**Items:**
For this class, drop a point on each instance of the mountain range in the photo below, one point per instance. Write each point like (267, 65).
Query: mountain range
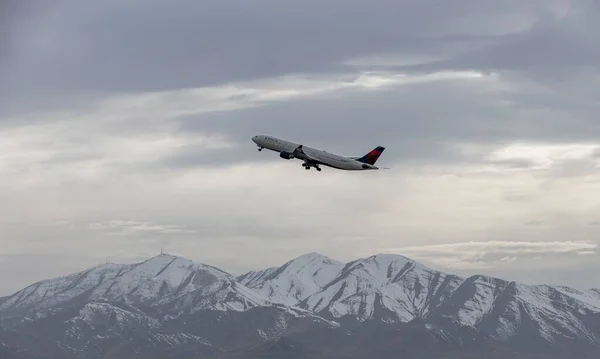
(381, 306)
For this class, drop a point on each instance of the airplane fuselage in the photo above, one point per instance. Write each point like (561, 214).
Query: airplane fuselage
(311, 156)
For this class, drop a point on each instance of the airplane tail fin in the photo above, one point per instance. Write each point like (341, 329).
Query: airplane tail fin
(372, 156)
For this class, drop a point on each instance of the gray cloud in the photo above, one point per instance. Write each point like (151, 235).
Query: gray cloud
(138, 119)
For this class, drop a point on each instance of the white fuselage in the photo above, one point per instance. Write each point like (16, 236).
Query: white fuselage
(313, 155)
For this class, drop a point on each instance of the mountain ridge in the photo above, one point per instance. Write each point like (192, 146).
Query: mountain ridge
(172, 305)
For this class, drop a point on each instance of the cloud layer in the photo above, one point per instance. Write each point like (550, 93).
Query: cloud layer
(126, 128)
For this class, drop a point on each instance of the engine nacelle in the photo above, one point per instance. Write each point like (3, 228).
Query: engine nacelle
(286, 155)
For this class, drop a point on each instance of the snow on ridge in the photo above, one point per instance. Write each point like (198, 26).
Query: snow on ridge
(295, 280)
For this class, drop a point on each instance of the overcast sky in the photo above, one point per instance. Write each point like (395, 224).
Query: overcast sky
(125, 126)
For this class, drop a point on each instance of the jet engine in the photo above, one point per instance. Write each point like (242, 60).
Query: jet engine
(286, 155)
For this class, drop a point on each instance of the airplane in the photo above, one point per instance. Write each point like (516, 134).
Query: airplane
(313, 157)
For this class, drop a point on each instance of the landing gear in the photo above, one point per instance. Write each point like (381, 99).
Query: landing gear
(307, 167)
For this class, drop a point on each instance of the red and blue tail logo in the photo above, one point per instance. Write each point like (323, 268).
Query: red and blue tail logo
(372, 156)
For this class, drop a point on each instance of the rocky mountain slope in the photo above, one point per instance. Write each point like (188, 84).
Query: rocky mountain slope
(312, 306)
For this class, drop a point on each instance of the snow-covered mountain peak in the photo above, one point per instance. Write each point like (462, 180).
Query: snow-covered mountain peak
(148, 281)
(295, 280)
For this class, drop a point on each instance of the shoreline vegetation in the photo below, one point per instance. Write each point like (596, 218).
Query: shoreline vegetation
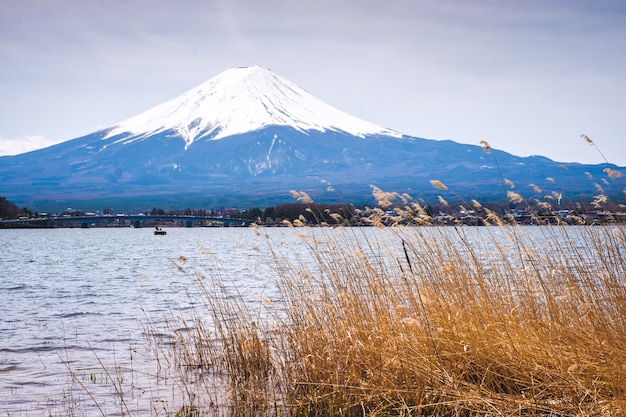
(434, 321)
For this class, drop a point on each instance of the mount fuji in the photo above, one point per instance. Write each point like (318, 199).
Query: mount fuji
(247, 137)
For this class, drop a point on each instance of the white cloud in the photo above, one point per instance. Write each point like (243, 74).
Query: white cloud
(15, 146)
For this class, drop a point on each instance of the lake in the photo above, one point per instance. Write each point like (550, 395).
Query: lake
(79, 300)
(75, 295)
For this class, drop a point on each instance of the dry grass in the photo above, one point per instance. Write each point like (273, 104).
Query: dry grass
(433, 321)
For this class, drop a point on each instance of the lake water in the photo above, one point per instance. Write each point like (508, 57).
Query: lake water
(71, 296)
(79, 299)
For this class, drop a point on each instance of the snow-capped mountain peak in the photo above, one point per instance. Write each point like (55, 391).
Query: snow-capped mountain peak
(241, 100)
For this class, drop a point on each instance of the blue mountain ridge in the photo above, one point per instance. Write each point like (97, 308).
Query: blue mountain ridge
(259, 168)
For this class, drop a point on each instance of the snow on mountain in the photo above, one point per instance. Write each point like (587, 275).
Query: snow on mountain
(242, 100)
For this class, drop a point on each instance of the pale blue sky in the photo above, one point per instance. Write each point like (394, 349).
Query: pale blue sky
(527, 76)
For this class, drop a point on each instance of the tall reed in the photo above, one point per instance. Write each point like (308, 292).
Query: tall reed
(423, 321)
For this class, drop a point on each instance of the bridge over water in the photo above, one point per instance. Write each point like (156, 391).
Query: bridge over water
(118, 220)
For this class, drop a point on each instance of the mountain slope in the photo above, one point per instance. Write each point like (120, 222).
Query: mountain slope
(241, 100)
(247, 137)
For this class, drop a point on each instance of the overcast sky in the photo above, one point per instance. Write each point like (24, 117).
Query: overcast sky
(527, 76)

* * *

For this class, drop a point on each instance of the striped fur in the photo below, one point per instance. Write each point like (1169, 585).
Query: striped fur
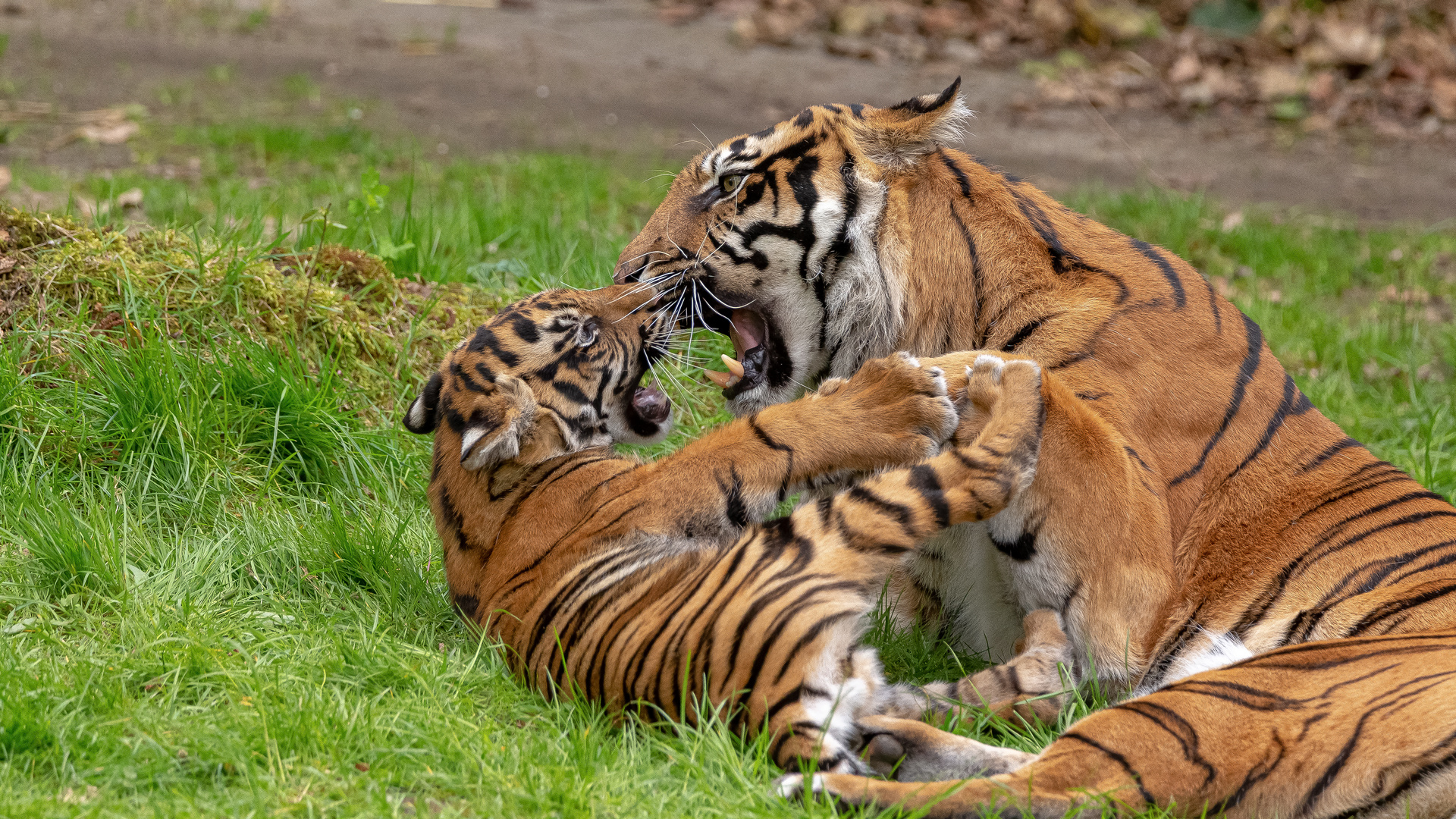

==

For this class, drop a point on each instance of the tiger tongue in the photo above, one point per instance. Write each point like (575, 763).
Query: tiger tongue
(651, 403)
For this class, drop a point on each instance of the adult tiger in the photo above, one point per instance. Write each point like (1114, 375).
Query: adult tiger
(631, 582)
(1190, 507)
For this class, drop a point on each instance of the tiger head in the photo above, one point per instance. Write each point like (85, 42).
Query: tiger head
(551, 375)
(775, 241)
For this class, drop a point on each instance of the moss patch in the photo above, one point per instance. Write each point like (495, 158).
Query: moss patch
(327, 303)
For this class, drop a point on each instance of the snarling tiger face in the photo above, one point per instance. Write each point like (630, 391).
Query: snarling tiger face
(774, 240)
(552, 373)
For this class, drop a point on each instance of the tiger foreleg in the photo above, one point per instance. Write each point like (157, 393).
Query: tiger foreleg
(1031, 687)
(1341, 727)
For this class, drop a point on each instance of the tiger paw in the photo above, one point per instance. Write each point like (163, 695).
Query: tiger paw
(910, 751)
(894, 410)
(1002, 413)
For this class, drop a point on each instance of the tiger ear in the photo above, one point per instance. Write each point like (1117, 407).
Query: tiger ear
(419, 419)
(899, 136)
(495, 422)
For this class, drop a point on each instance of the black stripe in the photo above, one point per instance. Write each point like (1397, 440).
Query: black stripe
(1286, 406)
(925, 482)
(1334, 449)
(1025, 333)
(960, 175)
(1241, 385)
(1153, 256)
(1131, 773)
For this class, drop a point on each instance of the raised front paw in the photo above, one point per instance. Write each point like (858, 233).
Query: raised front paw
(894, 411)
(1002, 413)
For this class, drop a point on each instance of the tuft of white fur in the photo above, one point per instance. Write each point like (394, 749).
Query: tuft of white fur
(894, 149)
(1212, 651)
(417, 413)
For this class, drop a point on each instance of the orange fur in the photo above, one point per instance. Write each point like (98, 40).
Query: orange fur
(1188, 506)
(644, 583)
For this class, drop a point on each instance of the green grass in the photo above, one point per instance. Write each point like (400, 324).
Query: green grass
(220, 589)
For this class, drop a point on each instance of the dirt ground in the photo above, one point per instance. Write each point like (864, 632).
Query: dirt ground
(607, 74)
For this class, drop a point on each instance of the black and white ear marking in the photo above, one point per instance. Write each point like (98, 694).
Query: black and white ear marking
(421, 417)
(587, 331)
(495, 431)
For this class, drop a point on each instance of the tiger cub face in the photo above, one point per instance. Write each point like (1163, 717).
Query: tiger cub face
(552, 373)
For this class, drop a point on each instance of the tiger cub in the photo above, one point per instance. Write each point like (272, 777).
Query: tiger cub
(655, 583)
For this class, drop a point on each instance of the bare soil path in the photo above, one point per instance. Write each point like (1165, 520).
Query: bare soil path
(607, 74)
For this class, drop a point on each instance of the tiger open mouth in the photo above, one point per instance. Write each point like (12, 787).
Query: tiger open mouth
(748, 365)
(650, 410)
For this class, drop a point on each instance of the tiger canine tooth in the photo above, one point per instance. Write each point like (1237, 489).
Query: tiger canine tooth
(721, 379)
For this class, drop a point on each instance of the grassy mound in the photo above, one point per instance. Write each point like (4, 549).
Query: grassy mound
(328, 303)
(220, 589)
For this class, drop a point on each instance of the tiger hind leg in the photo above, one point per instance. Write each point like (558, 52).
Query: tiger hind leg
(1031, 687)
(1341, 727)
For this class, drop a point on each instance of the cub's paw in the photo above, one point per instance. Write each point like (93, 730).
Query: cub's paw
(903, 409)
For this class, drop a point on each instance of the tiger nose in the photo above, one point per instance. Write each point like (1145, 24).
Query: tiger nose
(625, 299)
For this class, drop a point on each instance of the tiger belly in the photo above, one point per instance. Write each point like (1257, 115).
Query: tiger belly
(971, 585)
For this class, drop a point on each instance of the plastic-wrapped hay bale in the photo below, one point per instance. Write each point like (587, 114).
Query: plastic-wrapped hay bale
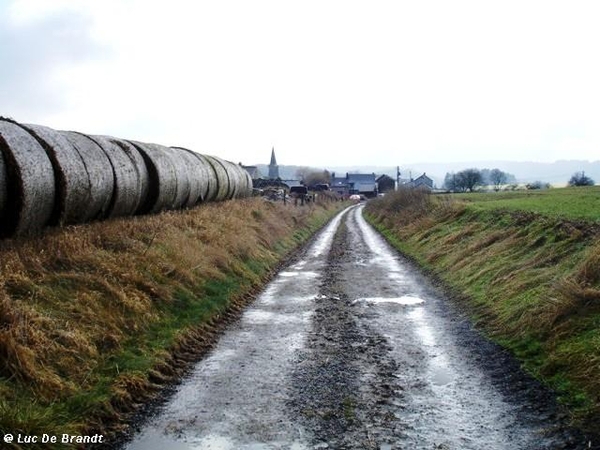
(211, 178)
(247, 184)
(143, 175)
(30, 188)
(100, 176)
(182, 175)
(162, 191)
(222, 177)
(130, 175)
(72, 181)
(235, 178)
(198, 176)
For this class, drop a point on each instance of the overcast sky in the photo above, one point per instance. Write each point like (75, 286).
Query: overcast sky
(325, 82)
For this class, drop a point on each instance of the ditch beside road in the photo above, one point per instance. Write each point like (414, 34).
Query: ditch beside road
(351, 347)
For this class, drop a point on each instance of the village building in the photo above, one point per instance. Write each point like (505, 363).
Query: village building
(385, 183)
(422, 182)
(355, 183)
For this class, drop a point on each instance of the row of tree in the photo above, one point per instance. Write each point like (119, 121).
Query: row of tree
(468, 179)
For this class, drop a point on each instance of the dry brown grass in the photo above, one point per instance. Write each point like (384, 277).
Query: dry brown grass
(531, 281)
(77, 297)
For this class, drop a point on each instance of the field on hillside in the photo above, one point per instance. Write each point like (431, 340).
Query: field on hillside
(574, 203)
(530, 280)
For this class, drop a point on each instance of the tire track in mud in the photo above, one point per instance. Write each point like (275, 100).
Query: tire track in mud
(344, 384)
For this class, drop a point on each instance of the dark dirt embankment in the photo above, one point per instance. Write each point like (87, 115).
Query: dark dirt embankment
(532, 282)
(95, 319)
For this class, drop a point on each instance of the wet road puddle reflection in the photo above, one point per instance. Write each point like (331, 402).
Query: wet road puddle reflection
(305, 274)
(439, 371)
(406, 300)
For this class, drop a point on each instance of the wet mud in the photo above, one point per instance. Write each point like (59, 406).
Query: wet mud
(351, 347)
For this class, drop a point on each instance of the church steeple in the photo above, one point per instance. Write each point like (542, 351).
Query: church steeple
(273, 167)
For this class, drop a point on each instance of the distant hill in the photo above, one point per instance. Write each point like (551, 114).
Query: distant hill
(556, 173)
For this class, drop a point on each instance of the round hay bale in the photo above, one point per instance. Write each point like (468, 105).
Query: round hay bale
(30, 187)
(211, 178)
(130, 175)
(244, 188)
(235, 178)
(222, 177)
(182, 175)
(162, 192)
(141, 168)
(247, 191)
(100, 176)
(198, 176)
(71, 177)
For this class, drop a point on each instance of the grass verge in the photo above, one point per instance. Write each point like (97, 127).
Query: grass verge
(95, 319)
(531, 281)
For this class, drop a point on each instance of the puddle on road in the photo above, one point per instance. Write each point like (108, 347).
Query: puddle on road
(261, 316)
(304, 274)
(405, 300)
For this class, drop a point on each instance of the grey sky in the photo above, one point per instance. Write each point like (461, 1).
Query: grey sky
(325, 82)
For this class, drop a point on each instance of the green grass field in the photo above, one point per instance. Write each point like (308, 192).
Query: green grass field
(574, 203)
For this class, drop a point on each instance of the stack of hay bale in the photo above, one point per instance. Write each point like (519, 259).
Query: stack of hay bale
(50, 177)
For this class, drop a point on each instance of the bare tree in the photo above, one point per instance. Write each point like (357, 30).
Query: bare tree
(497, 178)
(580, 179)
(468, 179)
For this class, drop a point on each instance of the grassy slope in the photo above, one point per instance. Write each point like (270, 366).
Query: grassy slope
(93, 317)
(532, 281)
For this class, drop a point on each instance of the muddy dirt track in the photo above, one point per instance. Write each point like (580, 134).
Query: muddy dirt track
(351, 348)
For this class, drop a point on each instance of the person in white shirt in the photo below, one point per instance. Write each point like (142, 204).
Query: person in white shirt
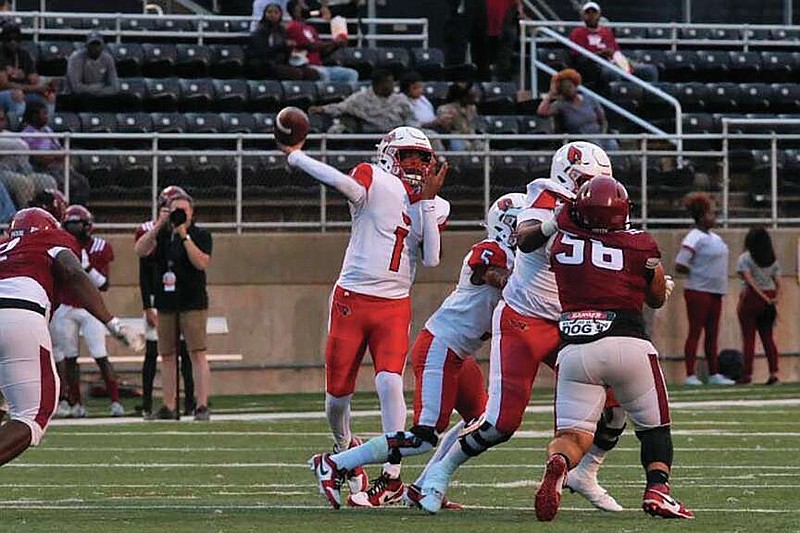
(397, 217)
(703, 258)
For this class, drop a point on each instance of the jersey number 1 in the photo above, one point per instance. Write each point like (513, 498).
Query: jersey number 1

**Description of the task:**
Return the lines of the material above verbatim, from the line containing "like (270, 366)." through the line containing "Query: jersey number 1", both included. Leave the pictures out.

**Exercise answer:**
For this class, drop a point on each instance of the grassy slope in the photo above, one point per instance. Write each point like (270, 366).
Query: grassy slope
(93, 317)
(532, 281)
For this class, drop a point on each instance of the muddy dirt track in the photo above, one point per instance. Write each point like (580, 134).
Query: muddy dirt track
(351, 348)
For this class, drop a point on each instance of the person in white shirt in the photo below, one point per instance. Write each point like (142, 204).
Query: person in white shirt
(397, 217)
(703, 258)
For this class, drop a point on each instance of the jersey number 1 in the photo above, one point per instance. Write each point like (513, 498).
Query: jersey number 1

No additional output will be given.